EXERCISE PASSAGE:
From the iconic ‘ketchup on fries’ in Quentin Tarantino’s Pulp Fiction, to mimicking blood in multiple movies, ketchup has come quite far. Today, ketchup has infiltrated pop culture and fast food like few other condiments have, getting squeezed onto millions of burgers and fries daily.. But before the red squeeze bottle became a global icon, ketchup was once… a medicine.
Ketchup’s evolution is as rich as its flavour – a sauce that started out as a fermented fish brine in Southeast Asia, later masqueraded as a medicinal pill in 19th-century America, and ultimately ended up as the sugary, tomato-based condiment we know today. This was achieved through years of trade and colonisation, war shortages, and globalised fast food. In this journey, ketchup has quietly mirrored the story of modern food itself – adaptation, industrialisation, and global appeal.

RECORDED INFORMATION:
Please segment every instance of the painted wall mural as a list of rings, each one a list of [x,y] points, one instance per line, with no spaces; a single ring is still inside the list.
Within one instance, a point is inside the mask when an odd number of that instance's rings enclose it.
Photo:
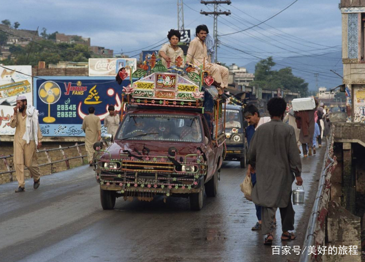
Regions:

PROBLEM REQUIREMENTS: Echo the passage on ketchup's history word for word, from "From the iconic" up to and including "once… a medicine.".

RESULT:
From the iconic ‘ketchup on fries’ in Quentin Tarantino’s Pulp Fiction, to mimicking blood in multiple movies, ketchup has come quite far. Today, ketchup has infiltrated pop culture and fast food like few other condiments have, getting squeezed onto millions of burgers and fries daily.. But before the red squeeze bottle became a global icon, ketchup was once… a medicine.